* **Extrait proposé**
Le ressort de la cour d'appel de Nancy comptera 4 tribunaux de commerce, à Bar-le-Duc, Briey, Nancy et Epinal.
L'actuel tribunal de commerce de Verdun (107 affaires contentieuses en moyenne par an) fusionnera avec celui de Bar-le-Duc. Les tribunaux de Mirecourt (112 affaires) et de Saint-Dié (140 affaires) renforceront celui d'Epinal qui ne traite lui-même que 330 affaires contentieuses par an.
Dans la cour d'appel de Metz, la justice commerciale dépend de juridictions échevinées qui sont une de ses particularités. Les trois TGI de Metz, Thionville et Sarreguemines conservent leur chambre commerciale.
III - La réforme s'achèvera en 2010 avec les tribunaux de grande instance.
Vous le savez, les tribunaux de grande instance sont au coeur de l'organisation judiciaire de notre pays.
La concertation a montré que l'objectif d'un TGI par département était difficile compte tenu des équilibres territoriaux. Nous en avons tenu compte. La préoccupation essentielle qui doit nous guider est celle de la qualité.
Dans les plus petites juridictions, les magistrats passent d'un dossier à un autre. Ils sont tour à tour juge correctionnel, juge d'instruction, juge aux affaires familiales, juge de l'exécution, juge du surendettement...
Comment voulez-vous que chaque dossier soit traité avec une qualité égale ? Comment voulez-vous que les victimes soient suffisamment écoutées et accompagnées ?
La pluralité des fonctions ne permet pas d'acquérir une compétence optimale dans des domaines de plus en plus techniques, avec une procédure de plus en plus exigeante.
La volonté d'améliorer la qualité de la justice passe d'abord par la collégialité de l'instruction. J'ai déjà évoqué les 3 pôles de l'instruction.
Une autre spécialisation est aujourd'hui nécessaire. Elle concerne des contentieux très limités en nombre, par rapport à la masse des affaires. Ce sont des contentieux très techniques, qui nécessitent une spécialisation accrue des juges et une jurisprudence mieux harmonisée : contentieux de l'adoption internationale, du droit de la presse, de la nationalité, de l'indemnisation de l'amiante, des catastrophes en matière de transport.
Dans ces affaires complexes, il faut des juges spécialisés pour une justice de meilleure qualité : plus on disperse, moins on garantit la compétence. Notre objectif, c'est de faire émerger des chambres spécialisées. La spécialisation est gage de sécurité technique et de rapidité d'analyse.
Cela permettra aussi de mieux garantir l'égalité de traitement des justiciables. Je pense notamment au douloureux contentieux de l'amiante.

* **Données présentées**
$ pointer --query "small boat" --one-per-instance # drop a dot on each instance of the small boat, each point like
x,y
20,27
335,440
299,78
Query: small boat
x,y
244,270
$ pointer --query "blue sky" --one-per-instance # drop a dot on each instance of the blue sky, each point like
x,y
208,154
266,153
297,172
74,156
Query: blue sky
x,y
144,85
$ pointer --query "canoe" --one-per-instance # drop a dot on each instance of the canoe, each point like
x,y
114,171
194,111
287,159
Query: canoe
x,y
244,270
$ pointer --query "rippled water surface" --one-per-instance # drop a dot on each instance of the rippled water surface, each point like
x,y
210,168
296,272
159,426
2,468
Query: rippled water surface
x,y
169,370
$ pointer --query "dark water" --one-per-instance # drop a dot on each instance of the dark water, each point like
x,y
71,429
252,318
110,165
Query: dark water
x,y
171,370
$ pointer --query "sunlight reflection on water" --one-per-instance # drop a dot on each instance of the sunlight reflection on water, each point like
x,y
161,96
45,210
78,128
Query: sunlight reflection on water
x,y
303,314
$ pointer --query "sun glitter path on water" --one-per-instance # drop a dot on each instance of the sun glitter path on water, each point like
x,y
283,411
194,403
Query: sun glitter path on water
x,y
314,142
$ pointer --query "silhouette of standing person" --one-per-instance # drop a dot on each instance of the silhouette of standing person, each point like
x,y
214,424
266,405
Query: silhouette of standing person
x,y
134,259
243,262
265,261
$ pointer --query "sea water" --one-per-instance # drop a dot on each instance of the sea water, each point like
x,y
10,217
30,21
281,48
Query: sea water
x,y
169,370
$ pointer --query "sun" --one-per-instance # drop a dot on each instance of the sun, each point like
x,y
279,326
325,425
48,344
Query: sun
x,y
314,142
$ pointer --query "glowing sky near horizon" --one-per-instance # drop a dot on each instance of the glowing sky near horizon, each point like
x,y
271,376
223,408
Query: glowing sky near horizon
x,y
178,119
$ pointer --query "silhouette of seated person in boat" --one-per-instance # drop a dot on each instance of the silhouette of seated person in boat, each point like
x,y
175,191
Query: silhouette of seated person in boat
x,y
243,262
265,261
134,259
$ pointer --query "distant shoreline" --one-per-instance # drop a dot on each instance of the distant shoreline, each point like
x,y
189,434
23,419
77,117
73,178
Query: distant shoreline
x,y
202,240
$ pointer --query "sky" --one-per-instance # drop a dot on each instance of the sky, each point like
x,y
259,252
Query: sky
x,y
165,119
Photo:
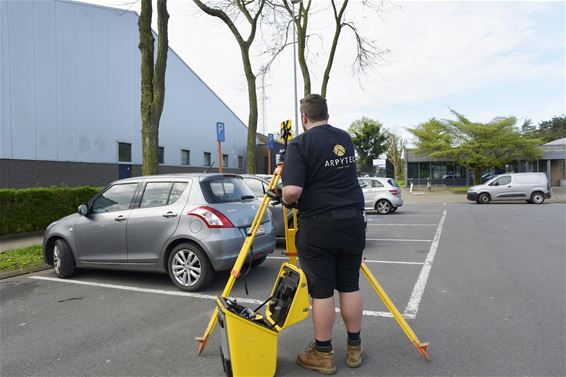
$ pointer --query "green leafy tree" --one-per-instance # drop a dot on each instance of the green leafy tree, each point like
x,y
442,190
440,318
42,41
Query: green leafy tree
x,y
395,150
552,129
369,141
478,146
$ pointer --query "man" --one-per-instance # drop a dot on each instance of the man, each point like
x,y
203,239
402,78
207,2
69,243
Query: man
x,y
320,173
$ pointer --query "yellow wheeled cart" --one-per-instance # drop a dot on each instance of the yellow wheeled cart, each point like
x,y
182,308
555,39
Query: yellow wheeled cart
x,y
249,339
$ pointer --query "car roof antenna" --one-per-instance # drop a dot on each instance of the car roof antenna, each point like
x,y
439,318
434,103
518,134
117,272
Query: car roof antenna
x,y
206,171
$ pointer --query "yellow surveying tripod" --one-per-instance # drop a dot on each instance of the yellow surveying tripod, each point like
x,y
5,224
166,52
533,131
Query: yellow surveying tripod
x,y
291,252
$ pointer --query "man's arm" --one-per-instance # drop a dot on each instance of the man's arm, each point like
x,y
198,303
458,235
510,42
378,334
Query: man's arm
x,y
291,194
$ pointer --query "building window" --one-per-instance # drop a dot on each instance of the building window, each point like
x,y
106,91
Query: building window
x,y
161,154
124,152
185,157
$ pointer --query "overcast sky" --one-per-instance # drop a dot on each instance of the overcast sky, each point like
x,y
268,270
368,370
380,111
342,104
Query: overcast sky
x,y
482,59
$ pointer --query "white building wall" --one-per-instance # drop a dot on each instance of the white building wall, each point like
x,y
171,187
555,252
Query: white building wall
x,y
71,89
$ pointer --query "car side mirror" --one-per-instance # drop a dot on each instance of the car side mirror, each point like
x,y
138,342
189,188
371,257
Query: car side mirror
x,y
83,210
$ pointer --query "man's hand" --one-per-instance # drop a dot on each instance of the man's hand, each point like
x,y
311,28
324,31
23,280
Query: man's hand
x,y
276,196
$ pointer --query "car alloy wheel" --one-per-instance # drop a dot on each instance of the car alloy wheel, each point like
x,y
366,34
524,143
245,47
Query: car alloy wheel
x,y
57,259
63,260
187,267
537,198
383,207
484,199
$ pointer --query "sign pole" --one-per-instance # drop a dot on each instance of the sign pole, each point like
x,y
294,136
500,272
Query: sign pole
x,y
219,157
269,161
270,145
220,137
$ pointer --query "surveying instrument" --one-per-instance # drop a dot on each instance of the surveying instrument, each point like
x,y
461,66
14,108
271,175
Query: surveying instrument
x,y
249,338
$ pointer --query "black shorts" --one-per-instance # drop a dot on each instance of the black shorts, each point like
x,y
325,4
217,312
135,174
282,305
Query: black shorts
x,y
330,252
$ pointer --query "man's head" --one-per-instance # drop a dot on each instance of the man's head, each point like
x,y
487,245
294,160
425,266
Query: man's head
x,y
313,110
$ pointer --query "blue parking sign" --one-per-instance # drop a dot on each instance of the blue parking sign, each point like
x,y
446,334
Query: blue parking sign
x,y
220,131
270,141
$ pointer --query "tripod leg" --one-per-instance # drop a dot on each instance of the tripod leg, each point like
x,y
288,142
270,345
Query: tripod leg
x,y
290,234
239,261
421,347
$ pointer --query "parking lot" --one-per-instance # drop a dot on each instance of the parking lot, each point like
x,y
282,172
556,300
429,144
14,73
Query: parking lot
x,y
484,284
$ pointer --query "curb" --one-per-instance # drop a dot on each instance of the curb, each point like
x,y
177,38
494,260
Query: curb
x,y
25,271
17,236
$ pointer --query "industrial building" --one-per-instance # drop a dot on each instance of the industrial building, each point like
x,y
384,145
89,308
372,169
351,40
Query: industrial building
x,y
419,167
70,102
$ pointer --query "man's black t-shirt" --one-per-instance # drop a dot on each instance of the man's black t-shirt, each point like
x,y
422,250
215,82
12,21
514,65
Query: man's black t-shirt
x,y
323,163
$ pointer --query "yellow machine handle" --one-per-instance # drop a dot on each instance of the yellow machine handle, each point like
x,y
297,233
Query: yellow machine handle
x,y
421,347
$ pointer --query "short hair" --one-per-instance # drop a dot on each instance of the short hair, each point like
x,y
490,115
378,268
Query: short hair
x,y
314,107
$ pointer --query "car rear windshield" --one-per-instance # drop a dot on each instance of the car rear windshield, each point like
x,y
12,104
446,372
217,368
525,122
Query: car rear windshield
x,y
393,183
225,189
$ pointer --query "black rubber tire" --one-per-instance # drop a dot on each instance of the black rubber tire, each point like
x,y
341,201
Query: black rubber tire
x,y
190,259
63,260
537,197
383,207
484,198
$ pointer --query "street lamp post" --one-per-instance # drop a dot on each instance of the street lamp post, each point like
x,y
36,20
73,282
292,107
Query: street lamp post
x,y
295,70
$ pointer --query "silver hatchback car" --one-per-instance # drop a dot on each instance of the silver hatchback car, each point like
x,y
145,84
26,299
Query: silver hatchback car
x,y
381,193
186,225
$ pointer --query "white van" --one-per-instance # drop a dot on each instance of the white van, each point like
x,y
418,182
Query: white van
x,y
532,187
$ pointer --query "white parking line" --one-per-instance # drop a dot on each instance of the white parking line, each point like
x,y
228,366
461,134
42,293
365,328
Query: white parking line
x,y
402,224
367,261
137,289
391,262
368,313
416,296
396,240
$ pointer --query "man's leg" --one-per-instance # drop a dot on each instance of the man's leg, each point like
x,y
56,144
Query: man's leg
x,y
323,315
351,307
319,356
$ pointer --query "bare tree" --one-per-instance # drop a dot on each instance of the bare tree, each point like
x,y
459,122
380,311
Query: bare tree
x,y
228,12
152,81
366,51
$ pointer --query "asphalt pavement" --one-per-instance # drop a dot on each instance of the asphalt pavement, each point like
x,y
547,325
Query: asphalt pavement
x,y
484,284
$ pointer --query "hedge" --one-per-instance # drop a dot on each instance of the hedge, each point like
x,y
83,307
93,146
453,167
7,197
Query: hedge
x,y
30,210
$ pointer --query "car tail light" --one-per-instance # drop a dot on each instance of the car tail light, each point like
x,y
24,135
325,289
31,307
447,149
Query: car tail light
x,y
211,217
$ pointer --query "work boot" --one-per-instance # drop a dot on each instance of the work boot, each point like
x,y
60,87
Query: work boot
x,y
322,362
354,356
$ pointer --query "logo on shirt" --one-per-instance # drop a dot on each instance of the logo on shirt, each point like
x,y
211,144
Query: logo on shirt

* **Travail à réaliser**
**A.** Selon l'extrait sur la réforme judiciaire, avec quel tribunal de commerce celui de Verdun fusionnera-t-il ?
**B.** Prolongez l'extrait sur la réforme judiciaire en reprenant juste après sa dernière phrase.
Les enregistrements forment un matériau distinct de l'extrait.

* **Corrigé par tâche**
**A.** Avec celui de Bar-le-Duc.

**B.**
Différentes propositions ont été faites au cours de la concertation. Nous aurions pu prévoir des pôles uniques, compétents au niveau national et répartis sur l'ensemble du territoire. Nous avons préféré, dans un souci d'équilibre, faire le choix d'un regroupement interrégional. Ces affaires seront traitées au tribunal de grande instance qui est le siège de la juridiction interrégionale spécialisée.
Il ne s'agit donc pas de créer une nouvelle juridiction, mais de regrouper ces contentieux au niveau d'un TGI existant. Le TGI de Nancy exerce depuis 2004 une mission interrégionale qui s'étend jusqu'au département de la Saône-et-Loire, c'est-à-dire au ressort de la cour d'appel de Dijon.
J'ajoute que le Parlement sera appelé le moment venu à se prononcer sur cette répartition des contentieux. Elle relève en effet du domaine de la loi.
Troisième direction : il faut accepter des regroupements de tribunaux de grande instance là où on peut le faire.
La présence de la justice restera particulièrement forte en Lorraine avec 8 TGI pour les quatre départements de la région.
Pour la Moselle : les TGI de Metz, Sarreguemines et Thionville.
Pour la Meurthe-et-Moselle : les TGI de Briey et Nancy.
Pour la Meuse : les TGI de Bar-le-Duc et de Verdun.
Pour les Vosges : le TGI d'Epinal.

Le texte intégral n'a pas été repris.